TEXT EXCERPT:

__________

Read it: Cuomo impeachment report finds ‘overwhelming evidence’ of misconduct

Cuomo Crisis

NEW YORK — The New York State Assembly on Monday released a 63-page report summarizing its impeachment investigation into former Gov. Andrew Cuomo.

The legislative investigation found “overwhelming evidence” that Cuomo engaged in sexual harassment and ordered state workers to help produce his book on the COVID-19 pandemic during work hours. The former governor was guaranteed at least $5.2 million in personal profit for the book, according to the report.

Additionally, impeachment investigators concluded Cuomo and his administration were not fully transparent when reporting the number of nursing home residents who died if COVID-19 during the peak of the pandemic in spring of 2020.

Read the full report below:

In March, the Assembly Judiciary Committee hired a Manhattan law firm, Davis Polk & Wardwell, to investigate whether there were grounds to impeach Cuomo.

Cuomo, a Democrat, resigned in August to avoid a likely impeachment trial in the wake of another investigation that found he sexually harassed at least 11 women. That investigation was led by two independent attorneys selected by state Attorney General Letitia James, also a Democrat.

The Assembly investigators said they reviewed that sexual harassment investigation, as well as thousands of pages of documents gathered by Davis Polk that ranged from photographs to emails to recordings of phone calls to video recordings.

__________

DATA EXCERPTS:
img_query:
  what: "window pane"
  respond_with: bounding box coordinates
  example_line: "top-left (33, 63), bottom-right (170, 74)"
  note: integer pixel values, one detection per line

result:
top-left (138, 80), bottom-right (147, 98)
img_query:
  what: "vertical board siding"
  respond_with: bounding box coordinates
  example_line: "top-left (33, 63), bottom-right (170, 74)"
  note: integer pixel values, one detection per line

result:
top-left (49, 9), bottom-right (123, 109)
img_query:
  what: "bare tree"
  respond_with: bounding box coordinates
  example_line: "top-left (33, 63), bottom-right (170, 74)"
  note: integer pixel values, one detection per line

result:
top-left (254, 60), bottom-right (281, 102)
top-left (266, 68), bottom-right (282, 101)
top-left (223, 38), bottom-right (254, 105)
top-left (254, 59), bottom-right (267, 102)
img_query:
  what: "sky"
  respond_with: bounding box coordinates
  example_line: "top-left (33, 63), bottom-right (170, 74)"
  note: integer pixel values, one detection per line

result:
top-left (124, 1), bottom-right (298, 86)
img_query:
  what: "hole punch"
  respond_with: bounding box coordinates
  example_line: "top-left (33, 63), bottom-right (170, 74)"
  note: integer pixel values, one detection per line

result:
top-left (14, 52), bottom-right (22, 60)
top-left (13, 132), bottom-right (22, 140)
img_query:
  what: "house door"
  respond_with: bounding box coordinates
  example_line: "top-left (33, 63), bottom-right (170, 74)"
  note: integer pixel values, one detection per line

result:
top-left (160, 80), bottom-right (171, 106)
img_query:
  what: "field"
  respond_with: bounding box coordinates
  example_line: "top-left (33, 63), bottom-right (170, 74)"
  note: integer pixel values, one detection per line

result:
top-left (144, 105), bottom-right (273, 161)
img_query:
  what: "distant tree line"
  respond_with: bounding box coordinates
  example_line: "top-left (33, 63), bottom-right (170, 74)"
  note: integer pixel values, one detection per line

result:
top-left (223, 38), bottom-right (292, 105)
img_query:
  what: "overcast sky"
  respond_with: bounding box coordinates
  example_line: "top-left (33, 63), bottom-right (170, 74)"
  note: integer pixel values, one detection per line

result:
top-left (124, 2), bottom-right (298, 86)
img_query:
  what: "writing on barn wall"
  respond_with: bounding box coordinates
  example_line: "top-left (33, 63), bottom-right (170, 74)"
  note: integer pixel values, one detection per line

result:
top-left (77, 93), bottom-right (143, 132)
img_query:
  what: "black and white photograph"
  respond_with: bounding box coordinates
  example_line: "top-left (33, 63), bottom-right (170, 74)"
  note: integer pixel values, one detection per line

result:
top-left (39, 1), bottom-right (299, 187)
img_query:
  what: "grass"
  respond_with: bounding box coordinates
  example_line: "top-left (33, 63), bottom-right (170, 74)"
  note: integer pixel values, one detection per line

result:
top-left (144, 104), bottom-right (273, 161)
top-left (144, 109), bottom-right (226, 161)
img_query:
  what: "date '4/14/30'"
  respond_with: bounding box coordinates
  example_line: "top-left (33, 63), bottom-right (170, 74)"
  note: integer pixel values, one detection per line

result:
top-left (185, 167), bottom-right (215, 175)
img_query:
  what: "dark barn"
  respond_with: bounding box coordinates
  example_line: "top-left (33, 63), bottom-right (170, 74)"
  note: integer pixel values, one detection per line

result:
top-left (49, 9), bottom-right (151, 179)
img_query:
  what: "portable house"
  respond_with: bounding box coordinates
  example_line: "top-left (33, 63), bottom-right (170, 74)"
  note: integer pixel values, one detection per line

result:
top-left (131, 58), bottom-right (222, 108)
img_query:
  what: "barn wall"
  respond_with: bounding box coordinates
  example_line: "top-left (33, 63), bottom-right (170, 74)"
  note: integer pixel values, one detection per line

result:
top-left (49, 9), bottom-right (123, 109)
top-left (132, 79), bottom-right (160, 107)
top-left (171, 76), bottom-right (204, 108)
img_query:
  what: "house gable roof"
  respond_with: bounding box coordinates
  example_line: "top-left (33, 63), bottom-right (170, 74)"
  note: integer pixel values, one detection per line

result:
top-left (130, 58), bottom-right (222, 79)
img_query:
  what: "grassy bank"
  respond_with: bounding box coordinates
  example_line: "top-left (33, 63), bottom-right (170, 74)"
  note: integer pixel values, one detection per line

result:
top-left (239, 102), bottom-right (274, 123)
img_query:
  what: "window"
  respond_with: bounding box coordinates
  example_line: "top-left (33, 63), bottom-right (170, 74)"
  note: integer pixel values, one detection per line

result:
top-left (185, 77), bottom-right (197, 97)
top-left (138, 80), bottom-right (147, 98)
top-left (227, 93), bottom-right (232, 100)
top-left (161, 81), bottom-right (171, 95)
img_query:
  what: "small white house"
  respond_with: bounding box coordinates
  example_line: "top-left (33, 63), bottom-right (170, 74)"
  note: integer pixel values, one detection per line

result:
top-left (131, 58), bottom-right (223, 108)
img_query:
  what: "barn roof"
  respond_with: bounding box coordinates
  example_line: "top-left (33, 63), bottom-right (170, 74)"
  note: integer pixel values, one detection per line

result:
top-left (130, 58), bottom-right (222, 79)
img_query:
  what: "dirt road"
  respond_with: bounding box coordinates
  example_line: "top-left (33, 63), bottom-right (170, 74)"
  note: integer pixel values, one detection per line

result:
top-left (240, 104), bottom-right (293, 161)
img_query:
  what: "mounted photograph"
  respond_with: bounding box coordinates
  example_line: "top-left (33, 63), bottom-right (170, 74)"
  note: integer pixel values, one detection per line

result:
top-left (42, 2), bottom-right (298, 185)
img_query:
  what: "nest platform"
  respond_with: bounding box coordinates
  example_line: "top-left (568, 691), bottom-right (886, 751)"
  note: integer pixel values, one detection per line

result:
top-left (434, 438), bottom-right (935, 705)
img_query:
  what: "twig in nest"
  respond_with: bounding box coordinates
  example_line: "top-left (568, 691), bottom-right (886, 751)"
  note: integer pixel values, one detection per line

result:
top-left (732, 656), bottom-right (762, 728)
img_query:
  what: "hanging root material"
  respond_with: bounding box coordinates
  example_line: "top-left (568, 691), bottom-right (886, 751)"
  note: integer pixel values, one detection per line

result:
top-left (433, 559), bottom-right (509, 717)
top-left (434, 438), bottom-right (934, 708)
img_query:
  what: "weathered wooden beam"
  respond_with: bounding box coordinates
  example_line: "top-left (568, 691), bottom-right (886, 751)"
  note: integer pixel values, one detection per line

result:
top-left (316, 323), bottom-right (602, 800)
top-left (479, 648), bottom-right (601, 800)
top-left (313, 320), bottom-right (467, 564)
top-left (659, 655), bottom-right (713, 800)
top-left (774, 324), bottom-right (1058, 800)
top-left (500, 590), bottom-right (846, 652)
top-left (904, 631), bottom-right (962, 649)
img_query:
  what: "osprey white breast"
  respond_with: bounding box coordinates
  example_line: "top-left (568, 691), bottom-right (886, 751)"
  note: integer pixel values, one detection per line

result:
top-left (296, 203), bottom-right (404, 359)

__________

TASKS AND EXERCISES:
- 1) According to the Cuomo impeachment article, how much personal profit was Cuomo guaranteed for his book?
- 2) Copy the part of the Cuomo impeachment article between "Cuomo Crisis" and "spring of 2020.", inclusive.

ANSWERS PROVIDED:
- 1) At least $5.2 million.

- 2)
Cuomo Crisis

NEW YORK — The New York State Assembly on Monday released a 63-page report summarizing its impeachment investigation into former Gov. Andrew Cuomo.

The legislative investigation found “overwhelming evidence” that Cuomo engaged in sexual harassment and ordered state workers to help produce his book on the COVID-19 pandemic during work hours. The former governor was guaranteed at least $5.2 million in personal profit for the book, according to the report.

Additionally, impeachment investigators concluded Cuomo and his administration were not fully transparent when reporting the number of nursing home residents who died if COVID-19 during the peak of the pandemic in spring of 2020.